**STATED GOAL:** Pull out each line in the entries below that contains the string "shirt".

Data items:

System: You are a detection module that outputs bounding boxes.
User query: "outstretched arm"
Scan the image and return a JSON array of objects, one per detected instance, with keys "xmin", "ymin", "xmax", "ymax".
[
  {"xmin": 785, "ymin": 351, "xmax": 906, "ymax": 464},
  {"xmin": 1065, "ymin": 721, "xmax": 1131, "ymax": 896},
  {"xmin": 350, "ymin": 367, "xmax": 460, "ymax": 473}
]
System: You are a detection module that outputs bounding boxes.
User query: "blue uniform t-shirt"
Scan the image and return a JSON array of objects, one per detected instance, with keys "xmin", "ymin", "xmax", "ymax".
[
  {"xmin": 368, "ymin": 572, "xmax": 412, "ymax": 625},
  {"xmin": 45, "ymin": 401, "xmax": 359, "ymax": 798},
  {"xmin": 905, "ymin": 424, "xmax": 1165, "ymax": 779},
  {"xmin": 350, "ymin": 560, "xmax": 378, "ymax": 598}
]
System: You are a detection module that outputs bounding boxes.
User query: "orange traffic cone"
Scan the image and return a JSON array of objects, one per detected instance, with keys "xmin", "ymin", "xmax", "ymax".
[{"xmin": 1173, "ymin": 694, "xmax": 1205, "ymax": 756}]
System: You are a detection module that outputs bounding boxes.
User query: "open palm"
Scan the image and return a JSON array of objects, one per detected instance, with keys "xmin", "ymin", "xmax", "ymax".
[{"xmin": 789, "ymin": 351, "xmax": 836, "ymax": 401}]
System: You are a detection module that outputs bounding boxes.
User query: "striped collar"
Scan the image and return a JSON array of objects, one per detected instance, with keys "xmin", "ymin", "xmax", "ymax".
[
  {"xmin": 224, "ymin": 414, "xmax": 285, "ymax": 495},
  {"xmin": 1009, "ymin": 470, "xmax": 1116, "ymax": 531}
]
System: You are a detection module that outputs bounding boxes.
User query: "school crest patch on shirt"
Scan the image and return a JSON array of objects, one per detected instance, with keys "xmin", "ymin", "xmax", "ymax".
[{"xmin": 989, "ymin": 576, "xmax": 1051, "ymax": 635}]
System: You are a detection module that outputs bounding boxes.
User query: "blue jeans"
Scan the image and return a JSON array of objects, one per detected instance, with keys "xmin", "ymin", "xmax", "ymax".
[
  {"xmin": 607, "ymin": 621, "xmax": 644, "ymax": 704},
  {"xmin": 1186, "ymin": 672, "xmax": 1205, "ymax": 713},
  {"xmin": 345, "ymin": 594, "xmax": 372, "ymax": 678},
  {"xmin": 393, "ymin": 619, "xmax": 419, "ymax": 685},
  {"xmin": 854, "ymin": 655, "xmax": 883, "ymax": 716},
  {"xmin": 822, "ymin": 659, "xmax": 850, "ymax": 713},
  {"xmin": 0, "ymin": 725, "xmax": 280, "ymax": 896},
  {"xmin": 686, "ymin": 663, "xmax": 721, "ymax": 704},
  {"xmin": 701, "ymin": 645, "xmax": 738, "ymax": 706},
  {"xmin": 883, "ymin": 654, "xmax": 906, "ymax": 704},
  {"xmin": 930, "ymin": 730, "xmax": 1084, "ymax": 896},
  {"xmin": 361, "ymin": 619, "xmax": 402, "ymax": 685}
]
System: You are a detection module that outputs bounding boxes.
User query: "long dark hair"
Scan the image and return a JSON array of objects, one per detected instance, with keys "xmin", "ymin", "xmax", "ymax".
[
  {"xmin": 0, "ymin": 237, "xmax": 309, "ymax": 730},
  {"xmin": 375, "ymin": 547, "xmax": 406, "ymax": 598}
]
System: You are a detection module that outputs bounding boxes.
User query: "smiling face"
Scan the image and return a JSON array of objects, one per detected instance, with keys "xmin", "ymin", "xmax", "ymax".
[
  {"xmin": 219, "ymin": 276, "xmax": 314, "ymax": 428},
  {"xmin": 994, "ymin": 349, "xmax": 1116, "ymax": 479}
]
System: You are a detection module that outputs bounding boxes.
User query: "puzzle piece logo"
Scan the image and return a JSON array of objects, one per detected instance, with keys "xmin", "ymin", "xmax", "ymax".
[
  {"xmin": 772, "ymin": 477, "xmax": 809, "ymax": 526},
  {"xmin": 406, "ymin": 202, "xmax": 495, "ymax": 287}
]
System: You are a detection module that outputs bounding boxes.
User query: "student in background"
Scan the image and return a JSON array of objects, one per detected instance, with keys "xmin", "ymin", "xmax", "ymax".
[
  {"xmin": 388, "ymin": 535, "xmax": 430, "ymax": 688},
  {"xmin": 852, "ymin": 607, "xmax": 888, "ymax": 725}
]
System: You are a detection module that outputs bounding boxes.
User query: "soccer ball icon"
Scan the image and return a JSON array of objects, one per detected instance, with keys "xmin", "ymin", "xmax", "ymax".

**TASK OUTPUT:**
User query: "blue uniform t-shirt"
User query: "school crest patch on shirt"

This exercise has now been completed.